**CONSIGNE 1:**
D'après le texte sur l'exploitation rurale, à quoi celle-ci est-elle identique par son objet essentiel ?

**TEXTE DE LA PAGE:**
──────────

Une exploitation rurale ne diffère en rien, par son objet essentiel, d’un établissement d’industrie. Dans une ferme, comme dans une manufacture, on se propose de faire subir à la matière, grâce au concours des forces naturelles, certaines transformations, qui ont pour résultat d’augmenter la valeur première des produits mis en œuvre. Fabriquer ou tisser les étoffes, les teindre de couleurs variées ; — extraire de leurs gisements les produits métallurgiques ; — façonner, sous mille formes, le bois, la pierre et les métaux ; — préparer ou décorer le verre, les poteries, les porcelaines et les cristaux ; — fabriquer les machines et les outils employés dans les ateliers ; — en un mot, créer les innombrables produits de l’industrie manufacturière, ou bien diriger avec intelligence les forces naturelles du sol, des eaux, des amendements et des engrais, pour multiplier la semence confiée à la terre, tout cela revient, en définitive, à accroître la valeur primitive des matériaux employés. On a de bonne heure compris, dans l’industrie, tous les avantages que présente la substitution des machines au travail manuel ; et l’introduction des appareils mécaniques dans les ateliers et les manufactures, a imprimé à leur production une activité prodigieuse, qui a centuplé les forces, les ressources et les richesses de la société. Mais ces machines, qui ont amené dans l’industrie une telle transformation, ne peuvent-elles s’appliquer, avec les mêmes avantages, aux travaux des campagnes ; et puisque ces deux exploitations ne diffèrent point dans leur objet essentiel, ne peut-on consacrer le même genre d’instrument à leur service ?

──────────

[Quelques lignes]

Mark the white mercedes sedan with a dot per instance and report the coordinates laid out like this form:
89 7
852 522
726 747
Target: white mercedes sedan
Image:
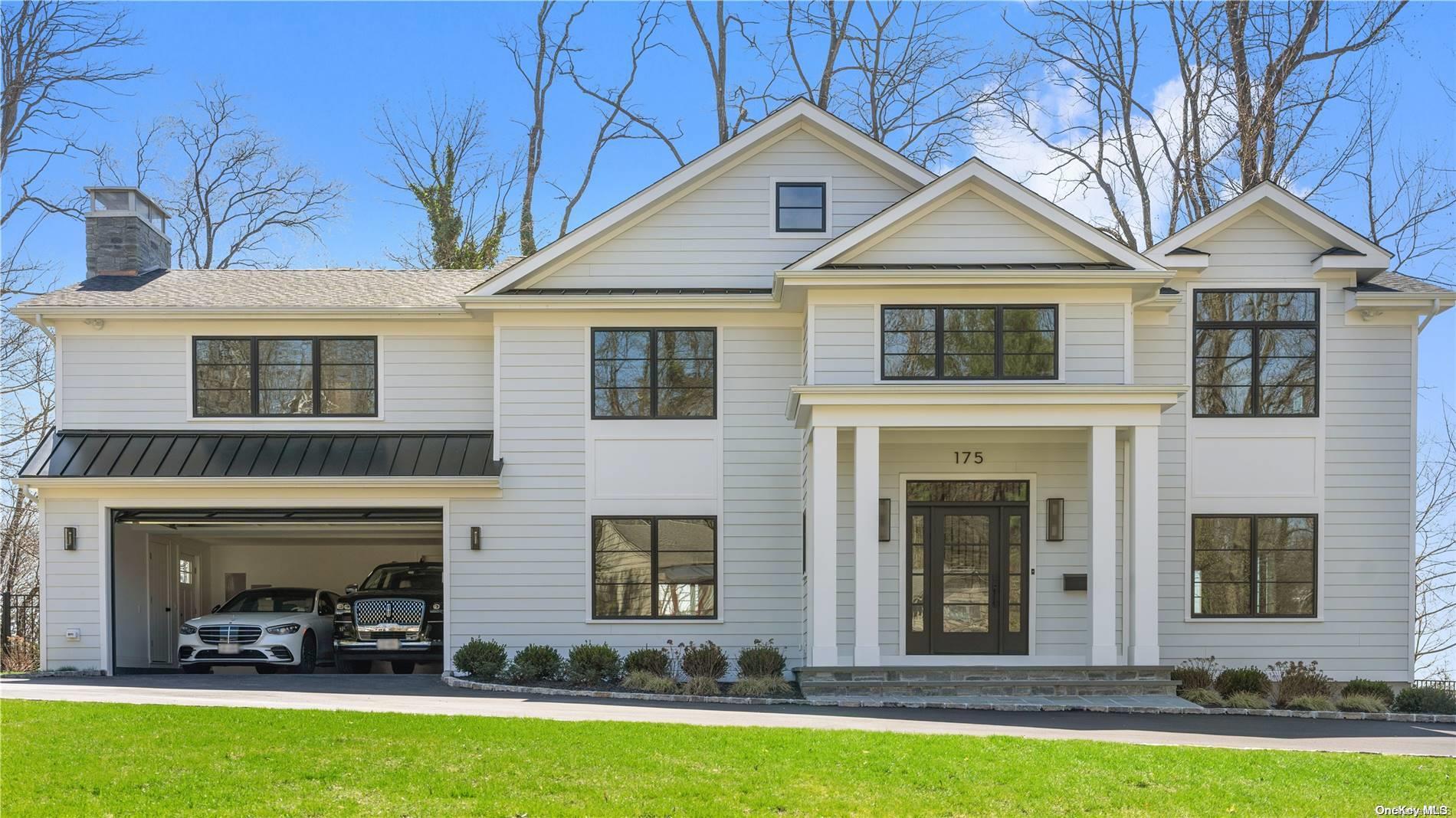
262 628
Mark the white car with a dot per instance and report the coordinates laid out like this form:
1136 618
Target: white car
262 628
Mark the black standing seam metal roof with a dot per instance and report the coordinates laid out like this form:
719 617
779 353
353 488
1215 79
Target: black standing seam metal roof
262 454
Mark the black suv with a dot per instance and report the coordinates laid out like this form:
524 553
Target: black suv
395 616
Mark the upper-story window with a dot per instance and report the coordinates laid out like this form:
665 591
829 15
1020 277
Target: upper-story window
1015 342
654 373
241 378
800 207
1255 352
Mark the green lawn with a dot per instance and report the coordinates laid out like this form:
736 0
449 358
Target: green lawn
66 759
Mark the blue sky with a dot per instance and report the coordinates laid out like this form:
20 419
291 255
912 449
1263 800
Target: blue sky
315 73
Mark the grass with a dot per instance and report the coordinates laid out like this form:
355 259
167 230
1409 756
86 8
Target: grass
67 759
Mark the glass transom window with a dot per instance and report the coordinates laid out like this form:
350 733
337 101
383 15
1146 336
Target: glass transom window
799 207
234 378
972 342
1255 352
1254 565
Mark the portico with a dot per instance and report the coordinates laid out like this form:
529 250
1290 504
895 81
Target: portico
948 572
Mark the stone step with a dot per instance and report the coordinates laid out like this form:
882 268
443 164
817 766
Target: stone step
992 687
983 674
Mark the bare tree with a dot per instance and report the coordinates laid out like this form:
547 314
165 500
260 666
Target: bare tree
443 160
730 103
1436 543
539 60
619 116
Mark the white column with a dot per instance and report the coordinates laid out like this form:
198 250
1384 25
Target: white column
825 530
1103 546
867 546
1142 559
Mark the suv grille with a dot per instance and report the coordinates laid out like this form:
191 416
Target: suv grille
398 612
229 633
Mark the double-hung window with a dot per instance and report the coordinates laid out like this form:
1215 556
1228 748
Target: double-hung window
972 342
654 567
241 378
1254 565
654 373
1255 352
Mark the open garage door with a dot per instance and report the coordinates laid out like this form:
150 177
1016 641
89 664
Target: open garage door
169 567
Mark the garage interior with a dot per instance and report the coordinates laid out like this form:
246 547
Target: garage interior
172 565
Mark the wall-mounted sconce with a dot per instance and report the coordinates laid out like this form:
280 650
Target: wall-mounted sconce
1054 519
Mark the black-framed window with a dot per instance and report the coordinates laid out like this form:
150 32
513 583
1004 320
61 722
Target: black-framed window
654 373
970 342
654 567
274 378
1255 352
800 207
1254 565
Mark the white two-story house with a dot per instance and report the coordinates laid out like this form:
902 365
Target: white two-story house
800 389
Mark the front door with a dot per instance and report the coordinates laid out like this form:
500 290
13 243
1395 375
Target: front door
967 578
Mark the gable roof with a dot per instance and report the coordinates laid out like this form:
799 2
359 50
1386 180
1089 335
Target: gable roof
797 114
1290 210
284 290
1002 189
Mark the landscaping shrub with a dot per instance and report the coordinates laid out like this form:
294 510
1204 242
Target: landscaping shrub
1310 703
480 659
769 686
1203 696
762 659
1366 687
1426 701
593 664
707 661
536 663
647 659
650 683
702 686
1247 702
1194 674
1297 680
1360 703
1242 680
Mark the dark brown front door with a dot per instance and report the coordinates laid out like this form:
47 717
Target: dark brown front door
967 578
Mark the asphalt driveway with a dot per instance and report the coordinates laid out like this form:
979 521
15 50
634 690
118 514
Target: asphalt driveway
424 693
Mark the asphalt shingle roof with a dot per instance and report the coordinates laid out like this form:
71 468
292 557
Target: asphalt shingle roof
273 289
1399 283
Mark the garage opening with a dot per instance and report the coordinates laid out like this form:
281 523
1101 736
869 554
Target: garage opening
248 590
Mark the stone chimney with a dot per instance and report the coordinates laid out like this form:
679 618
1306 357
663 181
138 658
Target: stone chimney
126 234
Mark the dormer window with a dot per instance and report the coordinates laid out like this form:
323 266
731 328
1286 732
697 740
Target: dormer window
800 207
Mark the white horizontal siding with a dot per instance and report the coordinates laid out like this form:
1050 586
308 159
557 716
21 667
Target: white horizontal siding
969 229
720 234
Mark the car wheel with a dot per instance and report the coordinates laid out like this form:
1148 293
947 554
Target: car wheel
309 654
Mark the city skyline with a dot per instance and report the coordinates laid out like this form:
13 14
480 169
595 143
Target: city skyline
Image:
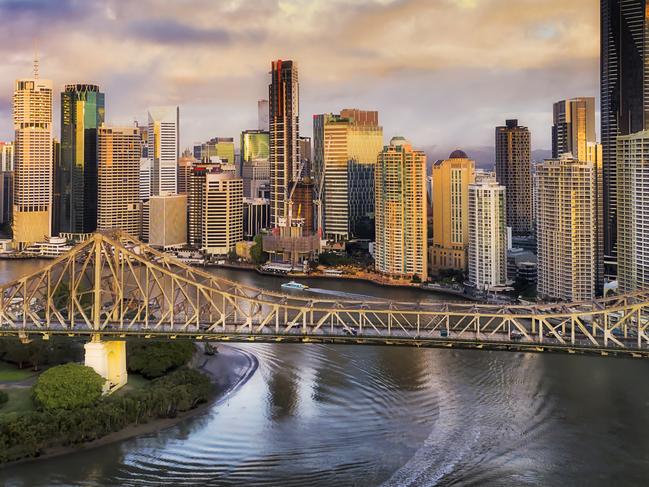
171 59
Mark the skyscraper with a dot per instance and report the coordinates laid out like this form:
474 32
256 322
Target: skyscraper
514 171
284 128
262 115
118 158
624 97
353 137
574 127
6 181
633 211
487 233
400 192
451 180
216 209
82 112
32 116
164 148
566 233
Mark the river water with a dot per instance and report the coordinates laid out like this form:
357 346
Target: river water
359 415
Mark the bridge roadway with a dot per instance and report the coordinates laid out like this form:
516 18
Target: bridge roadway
113 286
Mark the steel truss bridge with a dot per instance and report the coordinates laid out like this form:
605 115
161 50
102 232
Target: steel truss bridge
112 287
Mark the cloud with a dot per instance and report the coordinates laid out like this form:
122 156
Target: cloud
442 72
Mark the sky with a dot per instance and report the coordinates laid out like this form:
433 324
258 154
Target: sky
442 73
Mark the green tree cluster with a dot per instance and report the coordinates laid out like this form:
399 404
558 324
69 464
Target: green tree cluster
68 386
28 435
152 358
257 253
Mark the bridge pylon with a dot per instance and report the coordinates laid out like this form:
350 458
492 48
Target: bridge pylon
108 359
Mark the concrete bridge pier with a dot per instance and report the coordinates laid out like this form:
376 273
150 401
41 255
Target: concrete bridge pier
108 359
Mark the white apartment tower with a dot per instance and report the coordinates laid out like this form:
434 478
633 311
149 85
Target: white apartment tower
566 229
164 148
487 233
32 116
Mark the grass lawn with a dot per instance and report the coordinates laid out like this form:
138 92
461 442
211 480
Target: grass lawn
11 373
20 400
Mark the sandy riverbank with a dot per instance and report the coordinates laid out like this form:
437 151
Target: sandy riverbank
229 369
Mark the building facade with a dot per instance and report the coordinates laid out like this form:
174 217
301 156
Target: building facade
82 113
352 137
566 234
514 172
451 180
284 133
487 233
164 148
118 162
633 211
624 98
401 233
215 209
6 181
574 127
32 117
168 221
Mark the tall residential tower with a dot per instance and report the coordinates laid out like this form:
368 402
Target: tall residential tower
82 113
32 113
284 128
624 97
514 172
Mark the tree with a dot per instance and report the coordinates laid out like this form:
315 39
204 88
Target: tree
257 251
154 358
68 386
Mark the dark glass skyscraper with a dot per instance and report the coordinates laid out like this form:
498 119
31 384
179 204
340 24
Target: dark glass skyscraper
284 138
82 112
624 96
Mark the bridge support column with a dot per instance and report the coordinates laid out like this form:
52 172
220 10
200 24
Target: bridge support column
108 359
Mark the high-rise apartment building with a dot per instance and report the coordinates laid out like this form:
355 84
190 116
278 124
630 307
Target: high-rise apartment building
185 164
164 148
574 127
566 233
514 171
82 113
217 147
306 156
352 137
451 180
633 211
216 209
32 117
255 166
624 97
284 130
262 115
487 233
400 192
118 160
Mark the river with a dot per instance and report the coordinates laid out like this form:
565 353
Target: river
359 415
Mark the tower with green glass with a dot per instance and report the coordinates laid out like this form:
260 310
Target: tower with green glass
82 112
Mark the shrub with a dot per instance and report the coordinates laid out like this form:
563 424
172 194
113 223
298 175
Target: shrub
68 386
154 358
29 434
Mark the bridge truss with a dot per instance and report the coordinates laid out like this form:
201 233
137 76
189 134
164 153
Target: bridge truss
113 286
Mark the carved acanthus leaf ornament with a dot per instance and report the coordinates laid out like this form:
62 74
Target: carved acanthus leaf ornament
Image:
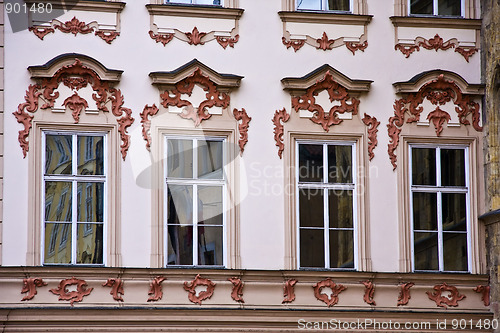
186 86
29 287
190 287
72 296
439 92
74 76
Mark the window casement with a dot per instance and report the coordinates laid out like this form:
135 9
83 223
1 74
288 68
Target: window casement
454 8
440 207
195 201
326 204
326 5
74 232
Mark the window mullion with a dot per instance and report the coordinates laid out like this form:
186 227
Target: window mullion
74 203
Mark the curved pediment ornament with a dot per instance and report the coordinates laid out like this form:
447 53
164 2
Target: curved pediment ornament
341 92
438 88
176 90
75 71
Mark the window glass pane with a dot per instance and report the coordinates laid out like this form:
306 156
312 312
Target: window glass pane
339 164
311 207
90 202
454 212
310 163
340 208
449 7
210 245
341 5
341 249
180 158
453 167
426 251
180 204
89 243
423 7
210 205
309 4
180 245
424 211
210 159
312 248
455 251
90 155
57 243
58 201
58 150
423 166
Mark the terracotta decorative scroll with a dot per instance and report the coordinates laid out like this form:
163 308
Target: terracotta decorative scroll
353 46
148 111
76 104
72 296
237 292
289 291
439 92
29 287
155 289
324 43
404 293
436 43
372 124
280 117
116 288
47 91
186 86
485 294
75 26
336 92
335 288
451 300
225 41
107 36
190 287
194 37
41 32
161 38
296 44
369 292
242 127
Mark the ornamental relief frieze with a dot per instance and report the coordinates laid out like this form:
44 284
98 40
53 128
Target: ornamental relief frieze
194 25
177 90
341 108
441 99
76 77
201 289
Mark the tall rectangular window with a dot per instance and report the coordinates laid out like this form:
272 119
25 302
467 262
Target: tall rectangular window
196 201
330 5
436 7
440 208
74 167
326 207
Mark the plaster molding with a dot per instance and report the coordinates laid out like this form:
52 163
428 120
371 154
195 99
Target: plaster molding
71 70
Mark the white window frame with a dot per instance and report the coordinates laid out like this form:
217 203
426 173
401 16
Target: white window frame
324 6
197 182
192 2
326 186
74 178
438 189
435 9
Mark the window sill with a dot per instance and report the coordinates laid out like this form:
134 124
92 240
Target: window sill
194 24
301 27
99 17
436 33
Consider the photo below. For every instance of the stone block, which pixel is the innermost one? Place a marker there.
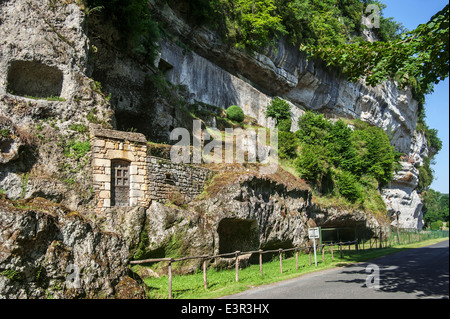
(105, 194)
(99, 143)
(101, 162)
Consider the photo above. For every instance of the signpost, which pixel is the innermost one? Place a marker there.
(314, 233)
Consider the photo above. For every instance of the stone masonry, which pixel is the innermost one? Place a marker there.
(150, 177)
(166, 178)
(109, 145)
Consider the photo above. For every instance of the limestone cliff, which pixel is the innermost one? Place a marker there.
(60, 72)
(216, 74)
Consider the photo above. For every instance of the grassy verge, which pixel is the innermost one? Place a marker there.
(222, 283)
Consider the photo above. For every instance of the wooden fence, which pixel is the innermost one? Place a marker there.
(236, 255)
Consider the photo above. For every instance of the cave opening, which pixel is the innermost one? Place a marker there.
(238, 235)
(34, 79)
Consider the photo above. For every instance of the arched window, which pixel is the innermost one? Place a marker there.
(120, 183)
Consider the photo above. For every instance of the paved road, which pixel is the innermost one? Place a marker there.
(410, 274)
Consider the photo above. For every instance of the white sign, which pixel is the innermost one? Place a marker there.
(313, 233)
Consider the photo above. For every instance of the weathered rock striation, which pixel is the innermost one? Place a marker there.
(48, 252)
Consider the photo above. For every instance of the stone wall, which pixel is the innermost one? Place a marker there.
(168, 179)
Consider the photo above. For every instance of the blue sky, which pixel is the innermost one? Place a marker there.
(411, 13)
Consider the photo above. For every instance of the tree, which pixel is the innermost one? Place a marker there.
(279, 110)
(421, 54)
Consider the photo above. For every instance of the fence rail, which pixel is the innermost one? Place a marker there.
(236, 255)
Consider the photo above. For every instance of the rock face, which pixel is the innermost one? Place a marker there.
(48, 101)
(57, 254)
(252, 80)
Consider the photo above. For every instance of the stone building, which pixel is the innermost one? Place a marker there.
(125, 175)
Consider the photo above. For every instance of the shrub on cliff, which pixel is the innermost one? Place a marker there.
(341, 160)
(235, 113)
(278, 109)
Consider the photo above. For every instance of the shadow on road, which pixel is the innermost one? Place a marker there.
(423, 272)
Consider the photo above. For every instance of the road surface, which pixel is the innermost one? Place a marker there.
(411, 274)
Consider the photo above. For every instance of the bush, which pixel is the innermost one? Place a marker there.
(309, 163)
(284, 125)
(235, 113)
(287, 144)
(278, 110)
(348, 186)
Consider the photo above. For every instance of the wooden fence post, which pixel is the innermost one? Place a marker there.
(170, 279)
(323, 253)
(280, 251)
(205, 281)
(237, 265)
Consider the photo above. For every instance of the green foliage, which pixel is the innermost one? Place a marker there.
(284, 125)
(78, 127)
(139, 34)
(142, 249)
(287, 144)
(436, 225)
(426, 175)
(278, 110)
(435, 206)
(342, 161)
(312, 128)
(347, 185)
(235, 113)
(77, 149)
(5, 133)
(310, 163)
(421, 54)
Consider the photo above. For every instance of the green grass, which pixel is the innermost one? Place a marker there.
(222, 283)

──────────

**CONSIGNE 2:**
Sélectionnez toutes les lignes contenant la chaîne "rock", en tenant compte de la casse.

**RÉPONSE COMPLÈTE 1:**
À un établissement d'industrie.

**RÉPONSE COMPLÈTE 2:**
Consider the photo above. For every instance of the weathered rock striation, which pixel is the innermost one? Place a marker there.
Consider the photo above. For every instance of the rock face, which pixel is the innermost one? Place a marker there.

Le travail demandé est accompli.